## SELECTED EXTRACT
November 1, 2006

JVC LT-32X787 LCD TV

This Christmas, consumers are in for a treat. The supply of flat-panel LCD and plasma video displays has finally caught up with demand, which means that all of us can take advantage of lower prices now, and look forward to even lower prices after Christmas. Sony has decided to get out of the LCD business -- not enough profit. LG Philips’ cost to sell each TV is higher than their asking prices -- they lose money on every set they make. Plasma prices have dropped to the point where you can sometimes buy a larger set for the same money as an LCD. DLP sets, though not quite as flat, offer bigger pictures and cost even less. And just over the horizon are Organic Light Emitting Diode (OLED) sets and Field Emission Displays (FED), the latter the carbon-nanotube technology from Samsung.

The pressure to make a profit is on for flat screens, and the brilliant marketing folks have come up with a strategy: Sell at a loss and make it up in volume!

Their loss is our gain, so we decided to take a look at a high-quality LCD to see how it performed. The LT-32X787 (the name just trips off the tongue) is part of JVC’s new line of LCD TVs, which includes 26", 32", and 37" 768p sets, and 40" and 46" 1080p sets. One of this line’s main selling points is its use of JVC’s 32-bit CPU video processing, dubbed Genessa. Breaking ranks with most of the Faroudja-using world, JVC claims they can make even a 480i composite-video picture look good. They also use extensive and defeatable video-noise suppression to reduce the grain, blocking, and noise concurrent with weak signals.

The JVC’s tuner can accept NTSC, ATSC terrestrial, and digital cable signals. You can feed it video signals via a 75-ohm antenna; its multiple composite, component, and S-video inputs; or its two HDMI inputs. Audio signals can arrive via the analog or digital inputs, including HDMI. Physically, the LT-32X787 is an attractive amalgam of silver and black plastic, and comes pre-attached to a removable triangular base. The set can also be mounted on a wall with a suitable piece of hardware.

Setup happened in a flash, passing the "Look, Ma, no manual!" test with only a few setbacks. The finding of inputs, channels, resolutions, and time and date was mostly automated. The large, backlit, easy-to-use remote can control DVD players, VCRs, and satellite or cable boxes. If everything looks a little blurry at first, be aware that the remote’s D/A button switches between digital and analog sources. I was wondering just how well the LT-32X787 would cover our local over-the-air high-definition broadcasts when I finally discovered this little secret. What a difference the push of a button can make!

Referring expression data

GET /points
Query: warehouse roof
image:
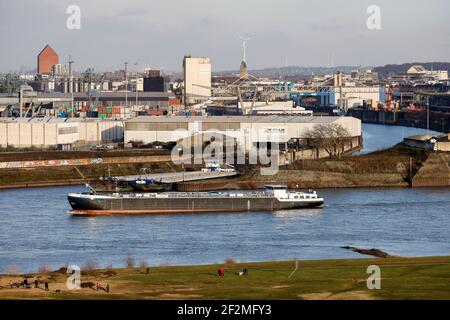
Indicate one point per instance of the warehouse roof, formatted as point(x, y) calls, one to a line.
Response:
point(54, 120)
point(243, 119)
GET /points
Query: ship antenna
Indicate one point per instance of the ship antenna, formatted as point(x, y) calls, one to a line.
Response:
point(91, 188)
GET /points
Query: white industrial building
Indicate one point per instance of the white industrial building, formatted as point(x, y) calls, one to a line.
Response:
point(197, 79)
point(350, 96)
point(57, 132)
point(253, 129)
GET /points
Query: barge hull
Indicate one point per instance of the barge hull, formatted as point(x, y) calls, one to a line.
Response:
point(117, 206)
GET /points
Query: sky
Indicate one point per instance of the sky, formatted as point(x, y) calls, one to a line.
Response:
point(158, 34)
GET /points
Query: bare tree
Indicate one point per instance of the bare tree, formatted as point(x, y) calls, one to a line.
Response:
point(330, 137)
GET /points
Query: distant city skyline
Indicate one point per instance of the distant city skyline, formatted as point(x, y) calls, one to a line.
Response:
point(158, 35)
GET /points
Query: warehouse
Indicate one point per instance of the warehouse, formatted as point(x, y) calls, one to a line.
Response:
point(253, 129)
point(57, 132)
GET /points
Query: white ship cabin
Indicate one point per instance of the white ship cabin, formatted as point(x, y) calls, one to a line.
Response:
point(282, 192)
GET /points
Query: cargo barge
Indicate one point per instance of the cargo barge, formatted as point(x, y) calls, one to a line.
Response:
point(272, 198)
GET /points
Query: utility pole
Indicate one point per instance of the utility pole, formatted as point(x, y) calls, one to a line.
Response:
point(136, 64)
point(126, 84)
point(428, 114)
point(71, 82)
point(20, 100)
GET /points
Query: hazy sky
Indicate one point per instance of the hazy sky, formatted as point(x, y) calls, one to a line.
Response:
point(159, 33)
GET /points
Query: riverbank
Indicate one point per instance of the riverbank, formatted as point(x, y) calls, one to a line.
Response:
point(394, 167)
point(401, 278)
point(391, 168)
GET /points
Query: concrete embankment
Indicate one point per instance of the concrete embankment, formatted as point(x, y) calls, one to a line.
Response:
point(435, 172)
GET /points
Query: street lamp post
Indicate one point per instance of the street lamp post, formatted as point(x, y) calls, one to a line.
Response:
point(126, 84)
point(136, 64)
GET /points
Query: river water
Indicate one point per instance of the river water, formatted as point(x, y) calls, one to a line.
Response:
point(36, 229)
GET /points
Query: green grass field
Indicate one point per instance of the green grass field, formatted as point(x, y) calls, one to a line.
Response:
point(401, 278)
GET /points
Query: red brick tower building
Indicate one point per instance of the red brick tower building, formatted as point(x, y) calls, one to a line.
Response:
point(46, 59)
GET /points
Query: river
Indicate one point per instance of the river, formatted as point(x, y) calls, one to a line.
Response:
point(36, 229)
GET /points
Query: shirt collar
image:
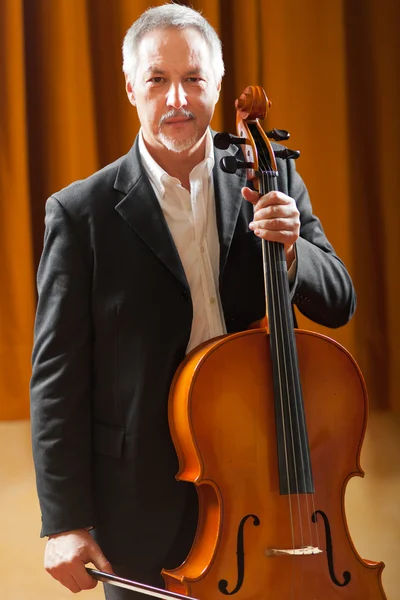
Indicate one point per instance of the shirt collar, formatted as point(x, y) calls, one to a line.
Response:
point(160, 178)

...

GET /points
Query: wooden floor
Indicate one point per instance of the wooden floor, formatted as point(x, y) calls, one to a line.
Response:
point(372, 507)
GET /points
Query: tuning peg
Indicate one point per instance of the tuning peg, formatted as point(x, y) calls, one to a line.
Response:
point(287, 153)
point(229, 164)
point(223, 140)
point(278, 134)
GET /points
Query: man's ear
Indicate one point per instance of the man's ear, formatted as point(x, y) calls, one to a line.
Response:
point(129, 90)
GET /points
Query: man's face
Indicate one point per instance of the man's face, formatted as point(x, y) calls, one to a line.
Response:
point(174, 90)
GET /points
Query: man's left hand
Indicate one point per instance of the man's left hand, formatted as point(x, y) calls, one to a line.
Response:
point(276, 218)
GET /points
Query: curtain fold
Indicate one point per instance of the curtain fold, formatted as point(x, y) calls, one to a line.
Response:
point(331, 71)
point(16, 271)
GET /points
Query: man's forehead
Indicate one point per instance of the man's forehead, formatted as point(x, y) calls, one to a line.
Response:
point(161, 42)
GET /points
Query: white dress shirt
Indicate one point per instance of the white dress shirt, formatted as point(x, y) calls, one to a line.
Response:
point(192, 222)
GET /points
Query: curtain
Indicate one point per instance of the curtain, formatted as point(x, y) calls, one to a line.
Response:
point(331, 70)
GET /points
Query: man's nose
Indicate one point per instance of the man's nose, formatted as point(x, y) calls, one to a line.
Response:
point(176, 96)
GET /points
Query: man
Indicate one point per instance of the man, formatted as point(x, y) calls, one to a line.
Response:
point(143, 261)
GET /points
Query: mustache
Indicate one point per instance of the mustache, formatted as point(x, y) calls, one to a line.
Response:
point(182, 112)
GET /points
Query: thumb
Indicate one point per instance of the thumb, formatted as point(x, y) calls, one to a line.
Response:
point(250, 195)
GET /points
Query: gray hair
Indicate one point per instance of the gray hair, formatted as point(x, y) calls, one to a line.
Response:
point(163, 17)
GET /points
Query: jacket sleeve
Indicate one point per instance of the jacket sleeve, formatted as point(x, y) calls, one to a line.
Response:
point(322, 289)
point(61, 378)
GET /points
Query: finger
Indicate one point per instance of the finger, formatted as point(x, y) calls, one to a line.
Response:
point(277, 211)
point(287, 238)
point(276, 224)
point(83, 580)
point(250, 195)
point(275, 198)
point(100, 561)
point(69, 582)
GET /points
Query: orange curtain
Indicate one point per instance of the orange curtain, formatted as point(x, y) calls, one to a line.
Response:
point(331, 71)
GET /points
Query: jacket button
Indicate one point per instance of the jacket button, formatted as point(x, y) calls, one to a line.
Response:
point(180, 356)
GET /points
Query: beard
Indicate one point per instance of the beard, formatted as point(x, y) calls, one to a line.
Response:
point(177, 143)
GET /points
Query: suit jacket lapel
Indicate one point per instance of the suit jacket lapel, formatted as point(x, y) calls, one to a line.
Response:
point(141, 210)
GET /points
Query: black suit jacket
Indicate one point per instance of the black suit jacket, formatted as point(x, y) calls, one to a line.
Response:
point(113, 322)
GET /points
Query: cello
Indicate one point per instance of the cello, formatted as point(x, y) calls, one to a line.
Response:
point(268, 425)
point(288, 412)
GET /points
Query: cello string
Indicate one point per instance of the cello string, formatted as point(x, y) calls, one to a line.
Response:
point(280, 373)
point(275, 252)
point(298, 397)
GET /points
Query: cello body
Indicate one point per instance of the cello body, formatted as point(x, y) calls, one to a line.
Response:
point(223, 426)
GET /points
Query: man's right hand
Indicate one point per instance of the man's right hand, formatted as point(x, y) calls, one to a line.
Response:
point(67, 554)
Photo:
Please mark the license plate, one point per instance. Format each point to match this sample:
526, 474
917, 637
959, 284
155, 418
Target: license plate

## EXPLORE THE MATERIAL
1. Repeat the passage of the JVC TV review from "November 1, 2006" up to and including "technology from Samsung.".
2. Write the next part of the JVC TV review, picking up right after its final sentence.
The items are separate material with no connection to the JVC TV review.

## ANSWERS BY ITEM NUMBER
1.
November 1, 2006

JVC LT-32X787 LCD TV

This Christmas, consumers are in for a treat. The supply of flat-panel LCD and plasma video displays has finally caught up with demand, which means that all of us can take advantage of lower prices now, and look forward to even lower prices after Christmas. Sony has decided to get out of the LCD business -- not enough profit. LG Philips’ cost to sell each TV is higher than their asking prices -- they lose money on every set they make. Plasma prices have dropped to the point where you can sometimes buy a larger set for the same money as an LCD. DLP sets, though not quite as flat, offer bigger pictures and cost even less. And just over the horizon are Organic Light Emitting Diode (OLED) sets and Field Emission Displays (FED), the latter the carbon-nanotube technology from Samsung.

2.
Running through the LT-32X787’s onscreen menus permitted quick and easy setup of the audio channels, with multiple V-Chip settings (both Canadian and US) for concerned parents. In a nice touch for those of us who use terrestrial antennas, a signal-strength meter is included to help you set the antenna’s direction just right.

One part of the setup that was a bit confusing was setting the color temperature. The options are High and Low, but JVC doesn’t say what temperatures those settings represent. The secret is on the remote. Pushing the Theater Pro button gives you the flattest temperature possible: D6500. Push that before setting the brightness, contrast, color, and tint.

Out of the box, skin tones looked pasty and the picture one-dimensional on the LT-32X787 -- but that was because the review sample had been calibrated for display in a Mega-Box showroom. Taking the picture settings to zero and hitting Theater Pro helped, but I had to dig deeper to find the culprits. If you’re one of the minority of our readers who don’t have a test DVD, you can use the JVC’s suite of helpful controls -- Color Management, Dynamic Gamma, Smart Picture, Digital Video Noise Reduction (VNR), MPEG Noise Reduction, and Smart Sensor -- to make the picture watchable. But spending 15 minutes with a setup disc or a Datacolor Spyder TV (my choice), and starting with all the Smart managers turned off, provided a far superior picture.

Turning each of the color-management programs back on one by one took a toll. Set to Auto, Digital VNR worked pretty well, but left something to be desired in the area of what I call pixel recovery: fast-moving images created just the slightest blurring before quickly recovering, but the problem didn’t exist at all with Digital VNR turned off. Smart Sensor was the worst culprit: It automatically adjusts the contrast based on the program content, but in practice it just washes out the picture. Smart Sensor was almost as bad, adjusting the screen’s brightness based on the room’s level of ambient light.

Bottom line: Anyone spending more than a few hundred dollars on a display and more than an hour or two a week watching it should invest either in a setup disc or a professional calibration.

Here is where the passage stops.